___ PROVIDED MATERIAL ___

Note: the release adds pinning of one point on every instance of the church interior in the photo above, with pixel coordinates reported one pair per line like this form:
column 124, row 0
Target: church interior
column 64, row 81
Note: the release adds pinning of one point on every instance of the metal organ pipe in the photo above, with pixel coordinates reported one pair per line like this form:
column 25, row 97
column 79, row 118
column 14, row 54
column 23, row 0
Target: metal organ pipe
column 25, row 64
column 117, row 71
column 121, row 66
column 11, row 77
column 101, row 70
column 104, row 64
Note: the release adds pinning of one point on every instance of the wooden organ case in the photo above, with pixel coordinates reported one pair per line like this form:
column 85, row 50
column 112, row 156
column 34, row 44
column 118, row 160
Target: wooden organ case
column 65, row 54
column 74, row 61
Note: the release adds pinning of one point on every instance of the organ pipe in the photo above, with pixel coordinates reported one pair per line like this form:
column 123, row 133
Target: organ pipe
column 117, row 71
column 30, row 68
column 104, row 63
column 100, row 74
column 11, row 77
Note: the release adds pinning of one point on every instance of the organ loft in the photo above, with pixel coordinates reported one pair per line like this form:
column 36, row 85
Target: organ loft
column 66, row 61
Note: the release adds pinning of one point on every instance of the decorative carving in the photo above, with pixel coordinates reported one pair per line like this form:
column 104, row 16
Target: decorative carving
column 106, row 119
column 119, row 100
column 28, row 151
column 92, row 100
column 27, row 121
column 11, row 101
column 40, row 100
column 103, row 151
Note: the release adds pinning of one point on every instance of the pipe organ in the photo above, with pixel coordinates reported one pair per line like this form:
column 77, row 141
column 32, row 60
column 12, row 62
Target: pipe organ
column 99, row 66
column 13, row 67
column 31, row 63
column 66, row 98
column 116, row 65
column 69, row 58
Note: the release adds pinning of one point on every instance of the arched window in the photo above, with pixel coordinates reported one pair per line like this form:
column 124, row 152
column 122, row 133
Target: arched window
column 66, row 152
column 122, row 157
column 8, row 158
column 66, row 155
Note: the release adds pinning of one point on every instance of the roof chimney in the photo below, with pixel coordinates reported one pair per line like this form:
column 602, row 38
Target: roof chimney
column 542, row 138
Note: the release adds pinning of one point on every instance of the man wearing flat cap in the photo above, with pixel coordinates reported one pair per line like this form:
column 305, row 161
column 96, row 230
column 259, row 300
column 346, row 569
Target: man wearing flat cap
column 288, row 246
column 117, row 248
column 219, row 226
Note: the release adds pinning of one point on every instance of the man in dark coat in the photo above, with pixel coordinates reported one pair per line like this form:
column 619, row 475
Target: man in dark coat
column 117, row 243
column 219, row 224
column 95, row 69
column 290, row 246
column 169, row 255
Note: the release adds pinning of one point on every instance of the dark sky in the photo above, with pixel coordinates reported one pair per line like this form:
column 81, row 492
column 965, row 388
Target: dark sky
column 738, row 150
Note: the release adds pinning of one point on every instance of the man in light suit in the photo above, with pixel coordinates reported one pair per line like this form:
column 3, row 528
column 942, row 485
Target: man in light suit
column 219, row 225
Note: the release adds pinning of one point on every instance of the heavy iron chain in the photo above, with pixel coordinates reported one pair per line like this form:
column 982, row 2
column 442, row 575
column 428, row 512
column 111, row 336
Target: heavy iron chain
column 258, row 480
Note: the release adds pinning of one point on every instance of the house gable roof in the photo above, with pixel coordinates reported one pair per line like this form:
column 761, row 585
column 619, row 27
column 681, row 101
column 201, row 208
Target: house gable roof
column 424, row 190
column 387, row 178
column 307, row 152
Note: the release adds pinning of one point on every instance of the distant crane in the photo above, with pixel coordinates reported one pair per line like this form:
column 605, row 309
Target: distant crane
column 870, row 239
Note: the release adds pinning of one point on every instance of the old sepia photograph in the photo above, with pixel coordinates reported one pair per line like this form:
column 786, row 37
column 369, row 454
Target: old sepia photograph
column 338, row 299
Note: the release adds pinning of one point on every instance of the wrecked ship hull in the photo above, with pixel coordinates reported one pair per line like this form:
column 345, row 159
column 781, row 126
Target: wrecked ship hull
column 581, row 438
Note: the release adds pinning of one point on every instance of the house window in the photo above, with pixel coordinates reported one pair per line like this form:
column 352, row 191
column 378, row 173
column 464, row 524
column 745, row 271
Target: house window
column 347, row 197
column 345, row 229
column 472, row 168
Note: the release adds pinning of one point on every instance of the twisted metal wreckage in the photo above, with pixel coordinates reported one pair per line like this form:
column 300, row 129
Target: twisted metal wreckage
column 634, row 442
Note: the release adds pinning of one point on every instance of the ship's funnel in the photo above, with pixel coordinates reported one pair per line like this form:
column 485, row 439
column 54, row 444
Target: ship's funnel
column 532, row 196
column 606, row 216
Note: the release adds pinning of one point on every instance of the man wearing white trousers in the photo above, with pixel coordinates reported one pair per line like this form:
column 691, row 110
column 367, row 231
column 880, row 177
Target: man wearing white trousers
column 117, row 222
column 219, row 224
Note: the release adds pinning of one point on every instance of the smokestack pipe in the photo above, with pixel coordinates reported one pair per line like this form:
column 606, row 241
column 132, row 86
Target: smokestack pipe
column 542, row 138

___

TASK DIRECTIONS:
Please give again the lines above between the line holding "column 112, row 156" and the line holding "column 104, row 16", inclusive, exactly as they are and with nothing added.

YOUR SOLUTION:
column 112, row 156
column 34, row 44
column 118, row 160
Target: wooden organ case
column 65, row 54
column 74, row 61
Note: the release adds pinning of one point on every instance of the organ pipe in the photo above, with pixel coordinates reported one pair per line like this form:
column 123, row 133
Target: organ pipe
column 117, row 71
column 30, row 68
column 104, row 63
column 100, row 74
column 11, row 77
Note: the release adds pinning of one point on every instance of the organ loft in the photo above, with pixel coordinates reported one pair per line like this form:
column 36, row 85
Target: organ loft
column 66, row 61
Note: the release adds pinning of one point on every instance of the decorative carving in the photo above, with pixel coordinates reported one pair per line like this form:
column 104, row 16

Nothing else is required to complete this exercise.